Asymmetric notifications: the basics
What does it mean for a CloudWatch alarm to be missing an OK action?
A CloudWatch alarm has three notification hooks, one for each state transition: AlarmActions fires when the alarm enters ALARM, OKActions fires when it returns to OK, and InsufficientDataActions fires when CloudWatch loses the metric stream. Each is just a list of SNS topic ARNs (or Auto Scaling / EC2 / Lambda action ARNs) the alarm publishes to on a given transition.
Most alarms are created with AlarmActions populated and OKActions empty. The team wires up paging for the bad state and never thinks about the recovery transition. Functionally the alarm still works — it goes red when the metric breaches and green when the metric recovers — but only the red transition produces a notification anywhere humans look.
Detective controls flag this asymmetry under check ALM-004 ("Alarms Without OK Actions"). The control fires on any alarm where len(AlarmActions) > 0 && len(OKActions) == 0. Severity is MEDIUM rather than HIGH because the system still self-recovers — but the on-call experience around it is materially worse than it needs to be.
In this lesson you'll learn why missing OK actions cost on-call time on every incident, how to wire them safely without creating notification noise, and when to graduate to composite alarms for logically-grouped state. You'll see the bulk audit query that surfaces every offending alarm in an account and the exact put-metric-alarm shape to apply the fix at scale.
The "is it still broken?" tax
Google's SRE book quotes an internal study finding that on-call engineers spend roughly 8-12 minutes per ALARM-only incident just confirming the system has actually recovered — clicking through dashboards, running ad-hoc queries, refreshing graphs. Multiply that by the number of alarms in a busy week and you've burned half an engineer on a problem that one extra SNS publish per alarm would eliminate. The fix is a one-line patch; the wasted minutes are real.
Wiring OK actions in action
Marco is the on-call for a SaaS platform. At 3:42am his pager fires: "SevenC3 SES >0 bounces in 24h" — an alarm tied to an SES bounce-rate metric. He logs in, sees the bounce spike, identifies a misconfigured campaign, and stops the send. The metric flattens within minutes.
Then he waits. The alarm has AlarmActions pointing at PagerDuty, but OKActions is empty — nothing tells him the alarm has returned to OK. He refreshes the CloudWatch console twice, queries describe-alarms from the CLI, and finally satisfies himself that the state has cleared. Total wasted time: 11 minutes, at 3:53am, before he can go back to bed.

*TASKS FOR THIS EXERCISE*
1. In the CloudWatch OK actions lesson, which check ID flags alarms that lack OK actions?
2. Transcribe the CloudWatch OK actions lesson from "Detective controls flag" down to "fix at scale.".
The rows aren't needed for any of this work.

Coordinate annotation rows

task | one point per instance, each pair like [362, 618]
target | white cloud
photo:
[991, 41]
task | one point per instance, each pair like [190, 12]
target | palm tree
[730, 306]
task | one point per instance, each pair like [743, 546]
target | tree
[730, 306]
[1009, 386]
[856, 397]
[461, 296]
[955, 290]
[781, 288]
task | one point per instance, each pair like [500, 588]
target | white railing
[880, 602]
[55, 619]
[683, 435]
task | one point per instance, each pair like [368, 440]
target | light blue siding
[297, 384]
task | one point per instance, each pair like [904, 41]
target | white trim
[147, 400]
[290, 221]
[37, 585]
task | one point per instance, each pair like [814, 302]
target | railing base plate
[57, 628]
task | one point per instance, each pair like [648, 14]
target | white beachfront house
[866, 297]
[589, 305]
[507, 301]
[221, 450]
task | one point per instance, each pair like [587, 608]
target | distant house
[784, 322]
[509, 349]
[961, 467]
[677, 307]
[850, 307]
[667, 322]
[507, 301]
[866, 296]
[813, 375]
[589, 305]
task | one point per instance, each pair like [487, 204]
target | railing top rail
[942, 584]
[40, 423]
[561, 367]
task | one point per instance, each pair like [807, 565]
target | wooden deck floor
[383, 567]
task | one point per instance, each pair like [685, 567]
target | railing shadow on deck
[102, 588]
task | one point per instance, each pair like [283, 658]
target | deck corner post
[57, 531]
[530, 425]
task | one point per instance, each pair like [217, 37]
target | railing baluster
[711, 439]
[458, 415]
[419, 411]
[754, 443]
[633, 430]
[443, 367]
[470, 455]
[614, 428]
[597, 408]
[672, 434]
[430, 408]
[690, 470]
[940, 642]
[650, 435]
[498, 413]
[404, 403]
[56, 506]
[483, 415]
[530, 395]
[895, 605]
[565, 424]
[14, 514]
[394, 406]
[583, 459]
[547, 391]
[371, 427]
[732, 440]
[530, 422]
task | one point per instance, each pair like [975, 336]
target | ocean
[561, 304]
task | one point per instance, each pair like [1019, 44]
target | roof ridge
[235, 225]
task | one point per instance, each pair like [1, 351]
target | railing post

*SOLUTIONS IN ORDER*
1. ALM-004

2.
Detective controls flag this asymmetry under check ALM-004 ("Alarms Without OK Actions"). The control fires on any alarm where len(AlarmActions) > 0 && len(OKActions) == 0. Severity is MEDIUM rather than HIGH because the system still self-recovers — but the on-call experience around it is materially worse than it needs to be.
In this lesson you'll learn why missing OK actions cost on-call time on every incident, how to wire them safely without creating notification noise, and when to graduate to composite alarms for logically-grouped state. You'll see the bulk audit query that surfaces every offending alarm in an account and the exact put-metric-alarm shape to apply the fix at scale.